## EXCERPTED TEXT:
================================

74 year old man from nursing home presented to the Emergency Department for replacement of feeding tube. The resident places the feeding tube and “burp” auscultated without any material aspirated from tube. Confident the tube was in place the patient was sent back to the nursing home but noted to be complaining of belly pain with abdominal distention on exam. The patient was then sent back to ER where he was noted to have acute abdomen. Diagnostic CT showed the feeding tube misplaced into the peritoneum. Patient was then emergently taken to OR where feeding tube and large amount of feeding material noted to be in peritoneum.
Issue: No date of placement of feeding tube noted. Feeding tubes are not mature for at least 4 weeks. Because the feeding tube tract may not have matured adequately before 4 weeks, the gastric wall and the abdominal wall may separate leaving a rent in the gastric wall. The blind placement of a feeding tube at the bedside may result in the tube being placed in the peritoneal cavity. Therefore, if it has been less than 4 weeks since placement of the feeding tube, the site is immature and feeding tube replacement should be referred to GI. The problem may be that information on the date of placement of the tube may not be available
Issue: Is auscultation of “burp” adequate for confirmation of tube? If feeding material returns on placement of tube and you hear a burp, this may be sufficient. However, verification with contrast x-ray of abdomen is prudent if any doubt. In fact up-to-date declares contrast x-ray verification as the standard of care for verification of feeding tube placement.

================================

[Extracted records]
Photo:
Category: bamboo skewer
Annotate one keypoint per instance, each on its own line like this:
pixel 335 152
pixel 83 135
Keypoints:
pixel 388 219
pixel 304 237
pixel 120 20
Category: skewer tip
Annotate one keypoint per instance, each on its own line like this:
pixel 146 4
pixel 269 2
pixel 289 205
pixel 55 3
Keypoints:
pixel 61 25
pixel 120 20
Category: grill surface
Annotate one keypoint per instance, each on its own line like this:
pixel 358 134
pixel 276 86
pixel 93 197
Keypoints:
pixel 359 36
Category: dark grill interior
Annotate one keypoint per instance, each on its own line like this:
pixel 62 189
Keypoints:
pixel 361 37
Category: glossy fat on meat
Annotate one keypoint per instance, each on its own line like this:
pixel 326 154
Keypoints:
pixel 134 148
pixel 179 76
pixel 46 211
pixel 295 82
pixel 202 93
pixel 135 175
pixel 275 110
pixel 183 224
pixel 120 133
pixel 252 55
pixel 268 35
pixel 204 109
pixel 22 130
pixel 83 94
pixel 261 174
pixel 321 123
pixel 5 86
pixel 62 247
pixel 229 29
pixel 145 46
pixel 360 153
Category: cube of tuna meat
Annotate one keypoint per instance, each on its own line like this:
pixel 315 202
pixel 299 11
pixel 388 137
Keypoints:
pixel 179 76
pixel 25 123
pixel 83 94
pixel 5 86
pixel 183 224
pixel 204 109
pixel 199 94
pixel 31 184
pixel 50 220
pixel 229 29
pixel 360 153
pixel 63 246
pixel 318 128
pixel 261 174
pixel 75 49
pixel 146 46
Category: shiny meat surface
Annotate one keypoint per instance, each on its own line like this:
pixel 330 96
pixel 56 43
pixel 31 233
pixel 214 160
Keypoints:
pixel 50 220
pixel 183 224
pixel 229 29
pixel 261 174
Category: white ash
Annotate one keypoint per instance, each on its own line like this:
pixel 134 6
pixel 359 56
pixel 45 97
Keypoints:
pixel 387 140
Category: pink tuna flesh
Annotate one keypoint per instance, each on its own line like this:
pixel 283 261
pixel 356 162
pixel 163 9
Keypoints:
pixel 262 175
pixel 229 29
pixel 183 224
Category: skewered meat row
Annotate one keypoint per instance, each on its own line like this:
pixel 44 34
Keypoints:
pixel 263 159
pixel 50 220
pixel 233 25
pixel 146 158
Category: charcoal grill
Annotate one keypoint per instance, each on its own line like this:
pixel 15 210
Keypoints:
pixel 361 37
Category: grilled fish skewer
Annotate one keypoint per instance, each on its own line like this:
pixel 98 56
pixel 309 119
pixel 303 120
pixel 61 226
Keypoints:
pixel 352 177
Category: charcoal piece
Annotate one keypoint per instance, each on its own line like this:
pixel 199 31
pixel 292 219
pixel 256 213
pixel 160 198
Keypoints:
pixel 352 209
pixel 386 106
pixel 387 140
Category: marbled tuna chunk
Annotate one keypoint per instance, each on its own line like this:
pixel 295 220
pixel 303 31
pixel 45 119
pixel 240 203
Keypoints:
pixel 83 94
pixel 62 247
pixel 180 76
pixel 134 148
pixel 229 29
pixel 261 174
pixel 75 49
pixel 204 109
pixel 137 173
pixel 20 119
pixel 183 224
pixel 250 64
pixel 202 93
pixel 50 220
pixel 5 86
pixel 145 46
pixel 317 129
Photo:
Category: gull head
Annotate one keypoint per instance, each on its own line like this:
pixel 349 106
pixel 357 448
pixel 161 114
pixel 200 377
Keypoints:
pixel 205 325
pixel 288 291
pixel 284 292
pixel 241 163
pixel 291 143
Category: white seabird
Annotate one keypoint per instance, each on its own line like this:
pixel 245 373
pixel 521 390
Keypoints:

================================

## ACTIVITY 1:
Reproduce the part of the feeding tube case from "74 year old" to "be in peritoneum.".
## ACTIVITY 2:
According to the feeding tube case, what does up-to-date declare as the standard of care for verifying feeding tube placement?
## ACTIVITY 3:
Resume the feeding tube case from where it stops.

## YOUR RESPONSE 1:
74 year old man from nursing home presented to the Emergency Department for replacement of feeding tube. The resident places the feeding tube and “burp” auscultated without any material aspirated from tube. Confident the tube was in place the patient was sent back to the nursing home but noted to be complaining of belly pain with abdominal distention on exam. The patient was then sent back to ER where he was noted to have acute abdomen. Diagnostic CT showed the feeding tube misplaced into the peritoneum. Patient was then emergently taken to OR where feeding tube and large amount of feeding material noted to be in peritoneum.

## YOUR RESPONSE 2:
Contrast x-ray verification.

## YOUR RESPONSE 3:
Issue: As an attending you do not know what the resident does not know. You can’t assume anything. This requires eternal vigilance as one easily goes into the default mode of assuming the resident may know “basic” stuff. With EMR, there should be a template specifically asking date of placement of tube and if it is less than 4 weeks a recommended referral to GI. After pt is discharged, call the patient back if you find that the tube placement wasnt adequately verified.